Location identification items
● ● ●

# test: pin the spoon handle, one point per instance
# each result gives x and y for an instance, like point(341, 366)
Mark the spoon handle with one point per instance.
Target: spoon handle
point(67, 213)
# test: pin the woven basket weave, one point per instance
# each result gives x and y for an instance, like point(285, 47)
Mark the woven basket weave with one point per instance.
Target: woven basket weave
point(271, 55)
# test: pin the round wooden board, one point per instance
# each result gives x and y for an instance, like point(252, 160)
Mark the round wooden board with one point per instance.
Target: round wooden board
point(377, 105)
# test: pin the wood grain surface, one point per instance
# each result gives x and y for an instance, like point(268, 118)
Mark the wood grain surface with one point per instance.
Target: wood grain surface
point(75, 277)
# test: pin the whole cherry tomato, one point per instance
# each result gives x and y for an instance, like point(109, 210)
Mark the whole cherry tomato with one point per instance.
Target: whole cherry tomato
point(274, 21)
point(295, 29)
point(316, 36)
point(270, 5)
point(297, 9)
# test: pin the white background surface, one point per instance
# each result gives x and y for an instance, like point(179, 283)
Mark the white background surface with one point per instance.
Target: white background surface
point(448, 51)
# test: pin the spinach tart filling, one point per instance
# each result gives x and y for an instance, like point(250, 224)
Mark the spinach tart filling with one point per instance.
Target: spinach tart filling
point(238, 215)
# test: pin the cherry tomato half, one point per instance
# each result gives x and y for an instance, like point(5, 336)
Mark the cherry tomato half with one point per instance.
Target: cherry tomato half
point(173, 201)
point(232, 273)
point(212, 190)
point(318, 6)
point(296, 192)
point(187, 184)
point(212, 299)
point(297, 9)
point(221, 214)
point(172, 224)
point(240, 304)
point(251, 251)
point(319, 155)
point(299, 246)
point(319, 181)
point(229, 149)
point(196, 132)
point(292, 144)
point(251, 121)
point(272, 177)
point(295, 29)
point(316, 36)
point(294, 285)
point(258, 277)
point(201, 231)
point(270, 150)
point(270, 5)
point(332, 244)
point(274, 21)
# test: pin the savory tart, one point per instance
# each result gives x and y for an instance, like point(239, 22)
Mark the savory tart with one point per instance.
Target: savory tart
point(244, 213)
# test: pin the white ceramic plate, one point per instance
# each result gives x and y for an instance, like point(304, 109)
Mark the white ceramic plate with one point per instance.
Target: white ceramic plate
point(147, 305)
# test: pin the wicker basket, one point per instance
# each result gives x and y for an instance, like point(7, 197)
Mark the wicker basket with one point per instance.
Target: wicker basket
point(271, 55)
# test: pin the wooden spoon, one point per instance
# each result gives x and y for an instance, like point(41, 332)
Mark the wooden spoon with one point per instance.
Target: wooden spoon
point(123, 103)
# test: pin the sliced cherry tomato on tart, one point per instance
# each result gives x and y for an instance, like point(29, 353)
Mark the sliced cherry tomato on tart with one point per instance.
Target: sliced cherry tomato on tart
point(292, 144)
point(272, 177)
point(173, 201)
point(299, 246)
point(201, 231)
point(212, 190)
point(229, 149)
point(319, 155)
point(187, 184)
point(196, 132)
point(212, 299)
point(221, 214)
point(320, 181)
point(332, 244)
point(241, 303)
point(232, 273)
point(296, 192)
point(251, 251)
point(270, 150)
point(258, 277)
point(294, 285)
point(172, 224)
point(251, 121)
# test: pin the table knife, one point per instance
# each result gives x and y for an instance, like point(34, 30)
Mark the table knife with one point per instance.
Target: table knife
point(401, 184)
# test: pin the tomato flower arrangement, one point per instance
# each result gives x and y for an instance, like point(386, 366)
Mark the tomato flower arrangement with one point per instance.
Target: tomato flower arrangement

● ● ●

◆ GIVEN INSTRUCTION ◆
Return each of the entries above line for line, with no changes.

◆ TASK RESULT ◆
# test: pin the spoon handle, one point per instance
# each result gives x and y for an instance, like point(341, 366)
Mark the spoon handle with one point per instance.
Target: spoon handle
point(67, 213)
# test: pin the woven basket weave, one point per instance
# each result gives x and y for an instance, like point(285, 47)
Mark the woven basket weave with one point per instance.
Target: woven basket weave
point(271, 55)
# test: pin the round wooden board, one point per instance
# each result gives x and y for an instance, like point(252, 160)
Mark the round wooden board with one point per instance.
Target: round wooden board
point(377, 105)
# test: pin the wood grain surface, one point per instance
# each result gives x and y for an instance, like point(268, 118)
Mark the wood grain surface with one point per instance.
Target: wood grain surface
point(75, 277)
# test: pin the whole cherry tomato, one point per instance
# each result gives x and y for an instance, like point(109, 210)
Mark the whole cherry tomato with one point per instance.
Target: whole cherry tomato
point(274, 21)
point(295, 29)
point(316, 36)
point(270, 5)
point(297, 9)
# test: pin the white background surface, one point per instance
# each result gives x and y for an instance, like point(179, 283)
Mark the white background surface with one point per instance.
Target: white background surface
point(448, 51)
# test: pin the spinach tart filling, one point per instance
# each result gives x and y for an instance, like point(250, 224)
Mark the spinach tart filling with one point per instance.
Target: spinach tart filling
point(238, 215)
# test: pin the cherry tomato half, one point per instance
# each result gives x and y for an instance, like point(5, 336)
Mark the cherry tomato half with one point per instance.
Target: cherry tomato half
point(173, 201)
point(232, 273)
point(212, 190)
point(318, 6)
point(296, 192)
point(187, 184)
point(212, 299)
point(297, 9)
point(221, 214)
point(172, 224)
point(240, 304)
point(251, 251)
point(319, 155)
point(299, 246)
point(319, 181)
point(229, 149)
point(196, 132)
point(292, 144)
point(251, 121)
point(272, 177)
point(295, 29)
point(316, 36)
point(294, 285)
point(258, 277)
point(201, 231)
point(270, 150)
point(270, 5)
point(332, 244)
point(274, 21)
# test: pin the savory tart, one point per instance
# each result gives x and y for an instance, like point(239, 22)
Mark the savory tart with one point per instance.
Target: savory tart
point(244, 213)
# test: pin the white ceramic plate, one point per instance
# each result gives x and y for an instance, like point(304, 109)
Mark the white ceramic plate with one point per instance.
Target: white ceramic plate
point(147, 305)
# test: pin the wicker basket, one point per instance
# each result gives x and y for an instance, like point(7, 197)
Mark the wicker basket with one point per instance.
Target: wicker basket
point(271, 55)
# test: pin the wooden spoon, one point per instance
# each result gives x and y for an instance, like point(41, 332)
Mark the wooden spoon with one point per instance.
Target: wooden spoon
point(123, 103)
# test: pin the sliced cherry tomato on tart, one point per instance
# each result gives x and y for an instance, like point(29, 353)
Mark the sliced cherry tomato on tart with one point per instance.
Target: sliced cherry tomato on tart
point(292, 144)
point(272, 177)
point(173, 201)
point(299, 246)
point(201, 231)
point(212, 190)
point(229, 149)
point(319, 155)
point(187, 184)
point(196, 132)
point(212, 299)
point(221, 214)
point(320, 181)
point(332, 244)
point(241, 303)
point(232, 273)
point(296, 192)
point(251, 251)
point(270, 150)
point(258, 277)
point(294, 285)
point(172, 224)
point(251, 121)
# test: pin the table knife, one point per instance
# each result gives x and y for an instance, like point(34, 30)
Mark the table knife with one point per instance.
Target: table knife
point(401, 184)
# test: pin the tomato flower arrangement, one point per instance
# each result gives x and y for an instance, like point(386, 366)
Mark the tomato flower arrangement with one point per instance.
Target: tomato flower arrangement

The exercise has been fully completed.